*** Opening of SOURCE MATERIAL ***

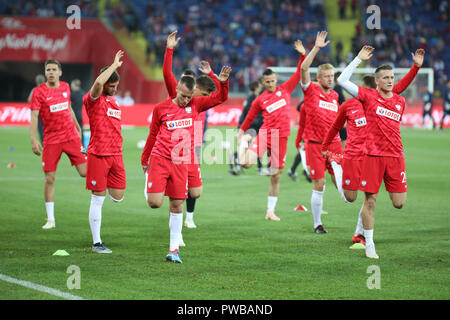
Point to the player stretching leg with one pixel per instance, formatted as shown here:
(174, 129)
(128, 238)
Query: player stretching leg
(273, 103)
(384, 158)
(352, 112)
(51, 102)
(105, 168)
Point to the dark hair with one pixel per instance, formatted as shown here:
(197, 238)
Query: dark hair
(206, 83)
(113, 78)
(369, 81)
(268, 72)
(188, 82)
(383, 67)
(53, 61)
(253, 86)
(189, 73)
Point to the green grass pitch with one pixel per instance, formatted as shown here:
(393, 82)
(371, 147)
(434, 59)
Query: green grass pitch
(234, 253)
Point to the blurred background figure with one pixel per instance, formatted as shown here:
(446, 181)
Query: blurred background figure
(76, 98)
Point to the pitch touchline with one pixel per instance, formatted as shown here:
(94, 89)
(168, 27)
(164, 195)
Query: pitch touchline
(40, 288)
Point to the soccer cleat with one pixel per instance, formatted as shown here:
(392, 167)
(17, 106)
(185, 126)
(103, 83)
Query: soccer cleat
(189, 223)
(49, 225)
(99, 247)
(292, 175)
(270, 215)
(359, 239)
(320, 229)
(308, 178)
(370, 251)
(174, 256)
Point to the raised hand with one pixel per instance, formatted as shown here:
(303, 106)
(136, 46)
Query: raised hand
(320, 39)
(204, 67)
(172, 40)
(418, 57)
(117, 58)
(224, 73)
(366, 53)
(299, 47)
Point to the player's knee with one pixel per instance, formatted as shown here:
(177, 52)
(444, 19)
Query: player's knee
(154, 204)
(350, 196)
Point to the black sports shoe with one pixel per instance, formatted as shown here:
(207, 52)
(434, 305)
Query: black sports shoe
(307, 176)
(320, 229)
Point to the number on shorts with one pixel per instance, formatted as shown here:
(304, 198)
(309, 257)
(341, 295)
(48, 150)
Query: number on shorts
(403, 173)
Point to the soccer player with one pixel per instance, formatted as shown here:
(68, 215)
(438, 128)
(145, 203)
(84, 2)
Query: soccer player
(274, 104)
(321, 107)
(427, 99)
(204, 86)
(76, 97)
(105, 167)
(40, 79)
(169, 150)
(384, 156)
(352, 113)
(255, 89)
(51, 102)
(446, 109)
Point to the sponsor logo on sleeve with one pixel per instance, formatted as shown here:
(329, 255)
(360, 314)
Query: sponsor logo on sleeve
(59, 107)
(177, 124)
(388, 113)
(328, 105)
(276, 105)
(114, 113)
(361, 122)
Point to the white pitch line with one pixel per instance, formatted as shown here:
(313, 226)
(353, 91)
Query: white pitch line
(40, 288)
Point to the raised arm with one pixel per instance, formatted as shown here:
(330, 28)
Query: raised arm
(97, 87)
(292, 82)
(169, 79)
(344, 79)
(404, 82)
(319, 44)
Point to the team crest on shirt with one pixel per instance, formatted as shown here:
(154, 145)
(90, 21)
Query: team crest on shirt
(361, 122)
(388, 113)
(177, 124)
(59, 107)
(276, 105)
(328, 105)
(114, 113)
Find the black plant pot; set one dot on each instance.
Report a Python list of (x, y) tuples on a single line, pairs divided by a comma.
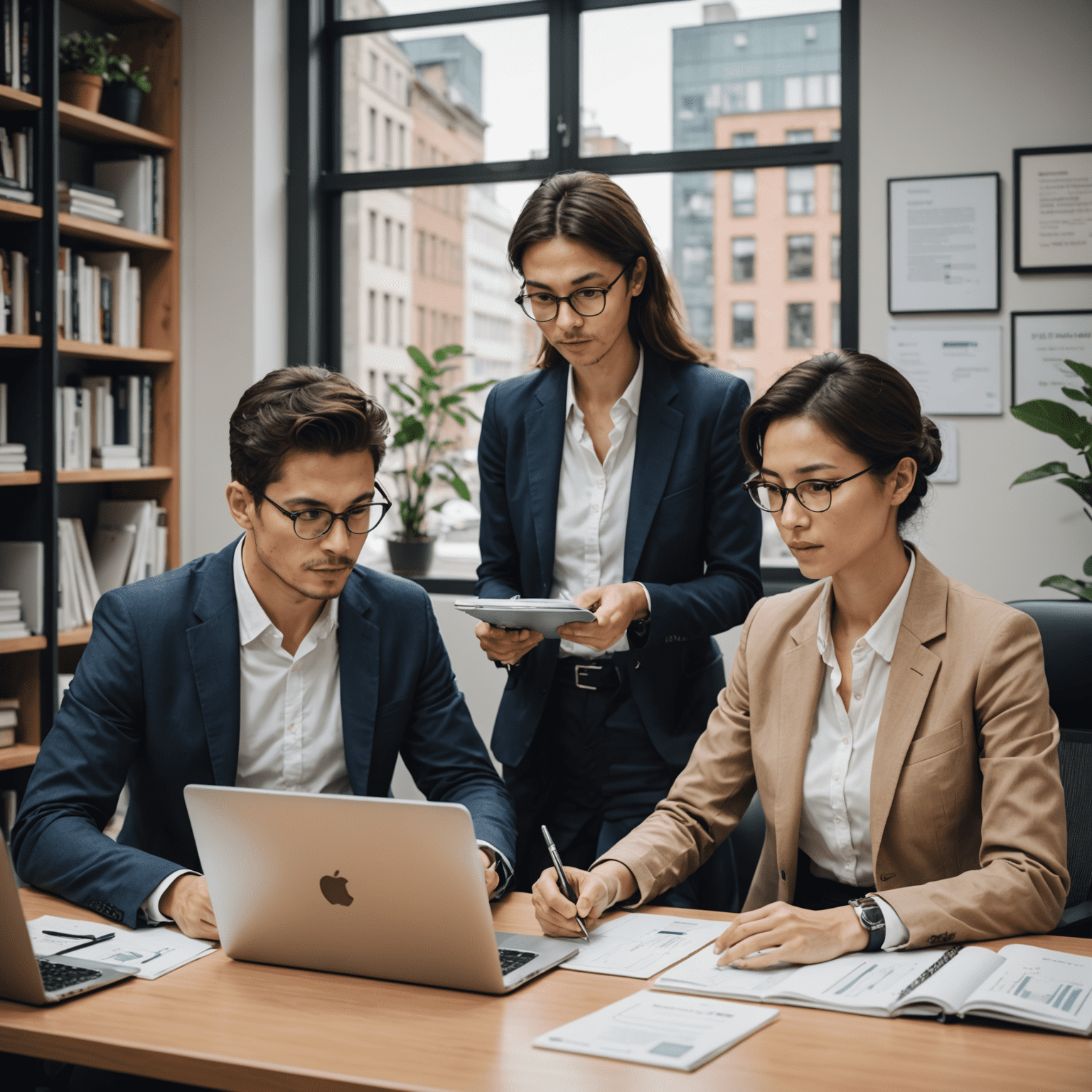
[(122, 101), (411, 557)]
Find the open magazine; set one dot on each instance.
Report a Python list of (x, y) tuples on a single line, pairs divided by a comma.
[(1020, 983)]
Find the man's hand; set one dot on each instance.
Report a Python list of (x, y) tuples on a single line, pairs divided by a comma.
[(491, 878), (508, 646), (616, 607), (791, 935), (187, 902), (596, 892)]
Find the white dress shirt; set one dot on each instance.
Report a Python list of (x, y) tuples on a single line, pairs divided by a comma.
[(593, 505), (835, 817), (289, 710)]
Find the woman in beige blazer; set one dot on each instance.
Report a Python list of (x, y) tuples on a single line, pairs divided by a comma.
[(894, 722)]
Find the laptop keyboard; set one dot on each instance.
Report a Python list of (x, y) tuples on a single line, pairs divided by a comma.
[(58, 976), (513, 959)]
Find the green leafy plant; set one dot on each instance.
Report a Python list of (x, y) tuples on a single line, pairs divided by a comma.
[(1071, 428), (419, 436)]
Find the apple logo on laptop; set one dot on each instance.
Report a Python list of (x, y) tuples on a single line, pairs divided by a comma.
[(333, 889)]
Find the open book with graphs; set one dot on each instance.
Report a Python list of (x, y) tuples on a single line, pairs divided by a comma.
[(1027, 985)]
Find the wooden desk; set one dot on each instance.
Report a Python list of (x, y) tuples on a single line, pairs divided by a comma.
[(245, 1026)]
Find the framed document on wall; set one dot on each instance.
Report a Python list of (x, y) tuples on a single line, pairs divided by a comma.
[(943, 244), (1042, 342), (1051, 198)]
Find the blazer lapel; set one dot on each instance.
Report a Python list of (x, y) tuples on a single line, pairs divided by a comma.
[(358, 662), (214, 654), (658, 428), (913, 670), (545, 433), (802, 675)]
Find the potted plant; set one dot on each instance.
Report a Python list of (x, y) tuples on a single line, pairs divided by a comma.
[(82, 60), (1071, 428), (424, 452), (124, 89)]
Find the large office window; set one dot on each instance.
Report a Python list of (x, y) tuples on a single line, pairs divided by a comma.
[(435, 122)]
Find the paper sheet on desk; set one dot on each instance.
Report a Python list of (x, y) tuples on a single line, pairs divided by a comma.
[(150, 953), (639, 946)]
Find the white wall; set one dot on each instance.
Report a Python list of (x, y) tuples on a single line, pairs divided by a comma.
[(234, 160), (953, 87)]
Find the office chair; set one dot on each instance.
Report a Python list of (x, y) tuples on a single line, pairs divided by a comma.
[(1066, 628)]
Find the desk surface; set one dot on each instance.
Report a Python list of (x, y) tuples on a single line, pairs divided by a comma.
[(245, 1026)]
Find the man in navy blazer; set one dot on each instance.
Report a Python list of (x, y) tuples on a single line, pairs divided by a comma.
[(171, 692)]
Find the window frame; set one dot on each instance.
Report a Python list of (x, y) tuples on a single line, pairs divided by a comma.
[(316, 185)]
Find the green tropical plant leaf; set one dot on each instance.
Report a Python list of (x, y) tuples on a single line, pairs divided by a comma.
[(1057, 419), (1047, 470)]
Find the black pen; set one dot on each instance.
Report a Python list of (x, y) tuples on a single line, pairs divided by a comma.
[(562, 878)]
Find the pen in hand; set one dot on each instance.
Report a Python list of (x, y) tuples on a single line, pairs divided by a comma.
[(562, 880)]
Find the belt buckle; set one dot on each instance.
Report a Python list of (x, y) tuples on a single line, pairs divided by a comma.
[(584, 668)]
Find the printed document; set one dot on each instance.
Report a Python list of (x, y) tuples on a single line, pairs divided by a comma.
[(673, 1032), (639, 946), (150, 953)]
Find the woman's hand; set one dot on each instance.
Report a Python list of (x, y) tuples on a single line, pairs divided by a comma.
[(791, 935)]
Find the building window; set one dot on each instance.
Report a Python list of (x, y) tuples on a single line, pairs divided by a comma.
[(743, 258), (743, 193), (743, 326), (802, 326), (802, 254), (801, 191)]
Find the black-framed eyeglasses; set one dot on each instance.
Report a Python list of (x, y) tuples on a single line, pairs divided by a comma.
[(587, 303), (360, 519), (815, 494)]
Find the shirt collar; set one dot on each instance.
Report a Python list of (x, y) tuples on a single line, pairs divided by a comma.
[(884, 631), (254, 621), (631, 395)]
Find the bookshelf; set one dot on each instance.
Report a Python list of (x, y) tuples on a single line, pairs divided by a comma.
[(67, 142)]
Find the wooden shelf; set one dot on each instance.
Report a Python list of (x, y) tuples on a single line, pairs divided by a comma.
[(20, 341), (22, 645), (79, 636), (85, 228), (12, 758), (12, 100), (16, 210), (115, 352), (85, 124), (141, 474), (26, 478)]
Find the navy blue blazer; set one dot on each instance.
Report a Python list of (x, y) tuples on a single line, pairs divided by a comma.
[(692, 539), (155, 699)]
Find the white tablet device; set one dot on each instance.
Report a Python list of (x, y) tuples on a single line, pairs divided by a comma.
[(541, 615)]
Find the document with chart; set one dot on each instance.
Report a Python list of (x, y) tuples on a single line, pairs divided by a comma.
[(1020, 983), (639, 946)]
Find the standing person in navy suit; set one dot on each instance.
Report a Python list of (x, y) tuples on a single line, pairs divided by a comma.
[(609, 476), (277, 663)]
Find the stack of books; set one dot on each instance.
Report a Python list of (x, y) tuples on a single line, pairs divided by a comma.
[(79, 587), (87, 201), (11, 615), (16, 165)]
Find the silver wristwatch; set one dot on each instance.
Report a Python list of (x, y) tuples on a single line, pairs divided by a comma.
[(872, 919)]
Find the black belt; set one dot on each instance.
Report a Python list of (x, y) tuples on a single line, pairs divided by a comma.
[(587, 674)]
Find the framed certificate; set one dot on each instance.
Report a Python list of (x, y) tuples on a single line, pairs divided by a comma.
[(1042, 342), (1051, 197), (943, 244)]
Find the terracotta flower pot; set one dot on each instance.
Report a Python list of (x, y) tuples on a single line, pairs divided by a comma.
[(82, 90), (411, 557)]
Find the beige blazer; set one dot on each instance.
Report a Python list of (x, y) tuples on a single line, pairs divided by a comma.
[(968, 814)]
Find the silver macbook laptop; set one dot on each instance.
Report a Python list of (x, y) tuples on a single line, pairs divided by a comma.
[(33, 981), (380, 888)]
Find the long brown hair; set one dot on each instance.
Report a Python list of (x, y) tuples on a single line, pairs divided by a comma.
[(865, 405), (593, 210)]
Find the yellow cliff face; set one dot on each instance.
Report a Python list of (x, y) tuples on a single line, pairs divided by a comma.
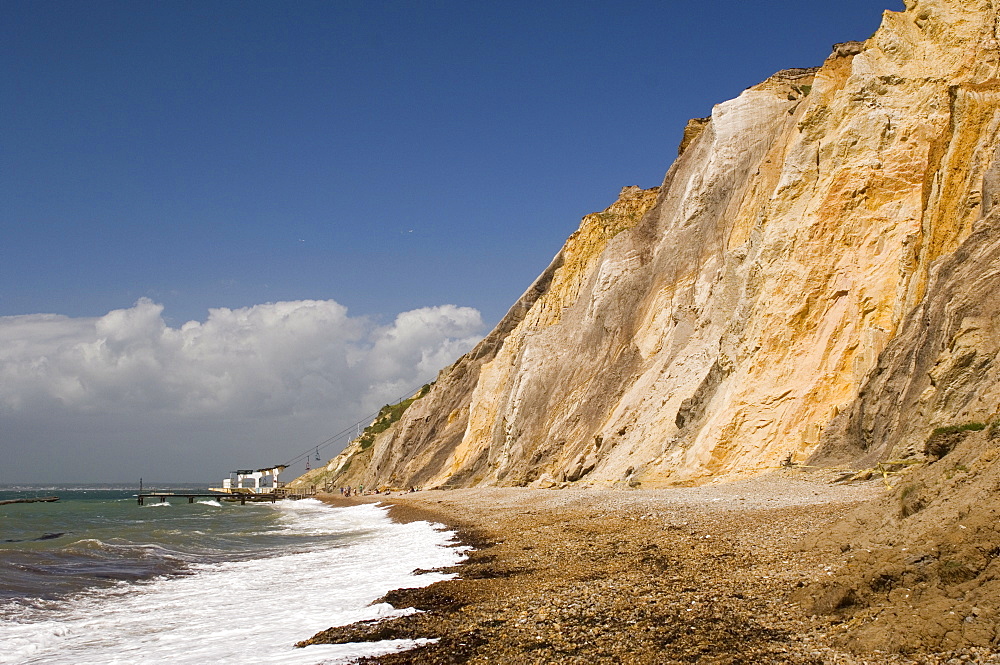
[(718, 324)]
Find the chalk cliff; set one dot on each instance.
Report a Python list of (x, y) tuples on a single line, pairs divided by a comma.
[(815, 279)]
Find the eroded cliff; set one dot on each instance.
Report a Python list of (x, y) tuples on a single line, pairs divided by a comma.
[(735, 317)]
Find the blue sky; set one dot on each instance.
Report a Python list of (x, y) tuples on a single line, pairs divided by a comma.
[(388, 156)]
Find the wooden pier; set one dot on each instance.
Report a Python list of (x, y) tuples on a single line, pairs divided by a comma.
[(242, 497)]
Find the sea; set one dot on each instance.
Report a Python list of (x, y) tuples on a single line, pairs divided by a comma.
[(97, 579)]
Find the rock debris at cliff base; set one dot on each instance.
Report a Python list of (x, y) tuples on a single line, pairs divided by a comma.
[(673, 576)]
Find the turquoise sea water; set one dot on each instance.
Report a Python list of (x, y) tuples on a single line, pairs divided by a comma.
[(96, 578)]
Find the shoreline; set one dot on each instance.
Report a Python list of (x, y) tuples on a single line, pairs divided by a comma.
[(692, 574)]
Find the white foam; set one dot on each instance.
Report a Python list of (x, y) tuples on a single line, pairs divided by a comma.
[(227, 612)]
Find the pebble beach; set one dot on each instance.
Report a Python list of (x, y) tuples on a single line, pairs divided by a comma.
[(711, 574)]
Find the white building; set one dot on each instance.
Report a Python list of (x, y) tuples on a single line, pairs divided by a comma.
[(248, 481)]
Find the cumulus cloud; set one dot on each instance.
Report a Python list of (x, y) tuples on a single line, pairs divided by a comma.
[(275, 359)]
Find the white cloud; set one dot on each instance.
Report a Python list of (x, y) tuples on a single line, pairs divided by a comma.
[(273, 359), (305, 364)]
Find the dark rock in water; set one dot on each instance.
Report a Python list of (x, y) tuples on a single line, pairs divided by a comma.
[(51, 536)]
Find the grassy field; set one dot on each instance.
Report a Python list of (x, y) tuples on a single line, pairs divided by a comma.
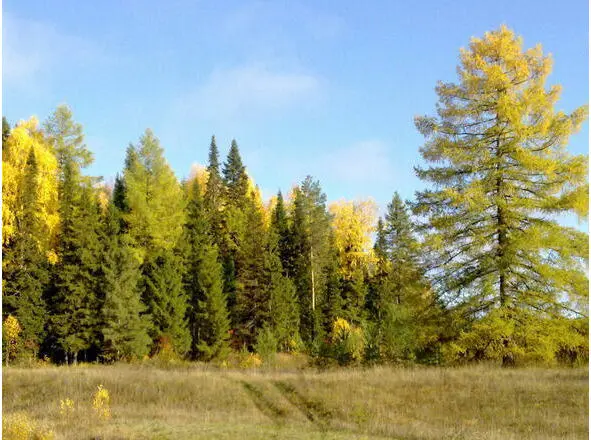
[(194, 402)]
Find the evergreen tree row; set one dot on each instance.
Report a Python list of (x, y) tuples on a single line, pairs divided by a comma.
[(476, 268)]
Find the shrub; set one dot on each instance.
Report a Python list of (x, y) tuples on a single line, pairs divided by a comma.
[(20, 427), (266, 345), (348, 342), (100, 403)]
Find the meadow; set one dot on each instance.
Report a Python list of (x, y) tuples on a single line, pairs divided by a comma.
[(195, 401)]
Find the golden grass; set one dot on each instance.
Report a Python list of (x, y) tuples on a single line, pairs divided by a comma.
[(195, 402)]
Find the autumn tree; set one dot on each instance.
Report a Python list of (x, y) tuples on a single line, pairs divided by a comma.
[(25, 275), (353, 224), (500, 176)]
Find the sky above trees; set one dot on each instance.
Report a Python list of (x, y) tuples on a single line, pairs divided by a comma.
[(325, 89)]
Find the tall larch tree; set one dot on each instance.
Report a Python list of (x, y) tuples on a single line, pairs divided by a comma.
[(25, 266), (234, 229), (155, 218), (282, 230), (501, 175)]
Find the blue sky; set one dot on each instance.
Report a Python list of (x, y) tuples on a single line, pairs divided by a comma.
[(326, 88)]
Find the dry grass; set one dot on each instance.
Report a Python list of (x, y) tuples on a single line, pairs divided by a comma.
[(194, 402)]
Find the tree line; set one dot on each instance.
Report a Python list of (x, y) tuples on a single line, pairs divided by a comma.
[(476, 267)]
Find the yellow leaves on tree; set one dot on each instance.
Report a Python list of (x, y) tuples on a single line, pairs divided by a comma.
[(200, 173), (24, 137), (11, 332), (353, 224)]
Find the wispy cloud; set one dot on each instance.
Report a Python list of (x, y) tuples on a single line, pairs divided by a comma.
[(248, 91), (362, 162), (34, 52)]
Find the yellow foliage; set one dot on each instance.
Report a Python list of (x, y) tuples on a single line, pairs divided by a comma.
[(200, 173), (24, 137), (353, 224), (66, 407), (100, 403), (251, 360), (20, 427)]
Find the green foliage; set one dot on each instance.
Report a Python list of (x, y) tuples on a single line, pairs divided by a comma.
[(166, 300), (267, 345), (283, 307), (213, 337), (312, 249), (153, 196), (348, 342), (500, 176), (399, 339), (74, 302), (124, 324)]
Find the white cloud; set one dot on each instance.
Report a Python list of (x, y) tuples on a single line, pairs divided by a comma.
[(34, 51), (248, 91), (363, 162)]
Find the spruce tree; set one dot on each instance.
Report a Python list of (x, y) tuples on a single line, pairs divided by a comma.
[(203, 279), (153, 197), (235, 178), (280, 225), (75, 304), (501, 174), (213, 337), (252, 277), (234, 231), (311, 241), (166, 300), (214, 195), (124, 324)]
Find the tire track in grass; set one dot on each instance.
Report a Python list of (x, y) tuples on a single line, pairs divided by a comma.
[(314, 411), (264, 404)]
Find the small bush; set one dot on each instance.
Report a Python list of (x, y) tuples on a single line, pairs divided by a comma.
[(266, 345), (100, 403), (20, 427)]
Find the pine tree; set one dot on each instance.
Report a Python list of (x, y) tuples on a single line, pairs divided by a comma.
[(213, 337), (214, 194), (200, 276), (283, 306), (235, 178), (75, 305), (234, 230), (501, 175), (311, 238), (166, 300), (25, 275), (252, 278), (124, 324), (153, 197), (406, 277), (280, 225), (67, 140)]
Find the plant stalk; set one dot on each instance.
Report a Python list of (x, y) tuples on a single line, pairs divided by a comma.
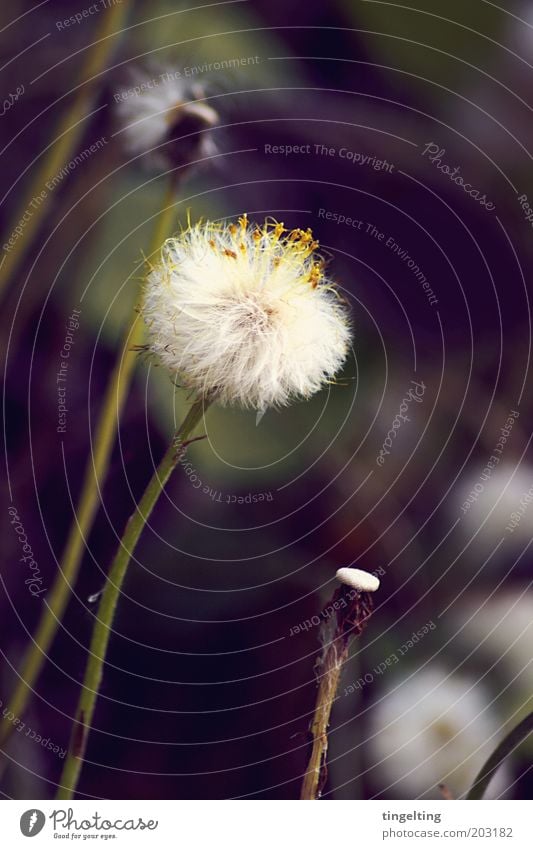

*** Close of SOURCE MATERIAL ***

§ **WHAT THIS TASK INVOLVES**
Your task is to collect every line above that contains the word "wooden".

§ **TASK SOLUTION**
Find the wooden desk; set one dot on each instance.
Find the wooden shelf; set one dot on each instance.
Find the wooden pier; set one dot on each instance.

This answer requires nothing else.